→ YOUR OBJECTIVE
Print word for word everything in the listing below, from the line containing "Dear assistant, the user would like the white dress" down through the last line of the listing, both ends included.

→ STORED RECORDS
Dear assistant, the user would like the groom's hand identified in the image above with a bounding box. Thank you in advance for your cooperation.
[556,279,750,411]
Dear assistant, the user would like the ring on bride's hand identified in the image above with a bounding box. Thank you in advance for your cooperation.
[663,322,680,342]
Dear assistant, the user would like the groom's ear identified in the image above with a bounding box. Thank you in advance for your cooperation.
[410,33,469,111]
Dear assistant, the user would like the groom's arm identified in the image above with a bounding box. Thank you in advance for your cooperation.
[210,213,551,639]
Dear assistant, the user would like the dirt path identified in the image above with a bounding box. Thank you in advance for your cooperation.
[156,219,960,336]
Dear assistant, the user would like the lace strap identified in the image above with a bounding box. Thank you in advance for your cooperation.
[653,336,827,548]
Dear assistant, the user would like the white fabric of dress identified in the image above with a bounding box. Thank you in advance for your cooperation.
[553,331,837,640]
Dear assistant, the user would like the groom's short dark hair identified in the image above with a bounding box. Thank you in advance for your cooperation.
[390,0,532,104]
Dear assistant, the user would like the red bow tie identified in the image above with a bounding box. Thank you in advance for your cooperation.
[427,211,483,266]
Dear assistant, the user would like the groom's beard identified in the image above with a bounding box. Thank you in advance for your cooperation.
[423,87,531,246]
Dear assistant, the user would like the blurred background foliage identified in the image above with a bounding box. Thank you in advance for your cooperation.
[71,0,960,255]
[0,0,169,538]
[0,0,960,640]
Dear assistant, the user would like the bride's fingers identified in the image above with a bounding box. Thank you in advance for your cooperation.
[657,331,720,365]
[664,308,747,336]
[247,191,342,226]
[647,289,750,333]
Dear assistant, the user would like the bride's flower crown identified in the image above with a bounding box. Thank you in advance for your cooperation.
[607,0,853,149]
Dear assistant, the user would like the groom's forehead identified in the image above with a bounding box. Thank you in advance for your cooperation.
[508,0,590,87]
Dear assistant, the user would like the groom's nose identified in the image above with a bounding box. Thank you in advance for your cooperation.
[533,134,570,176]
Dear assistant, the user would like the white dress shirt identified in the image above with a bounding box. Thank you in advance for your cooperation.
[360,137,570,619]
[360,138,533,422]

→ ANSWER TO THIS EXERCISE
Dear assistant, the user would like the white dress shirt identified in the image above with a bounding box. Thank you in advance for your cooperation.
[360,137,570,619]
[360,138,533,422]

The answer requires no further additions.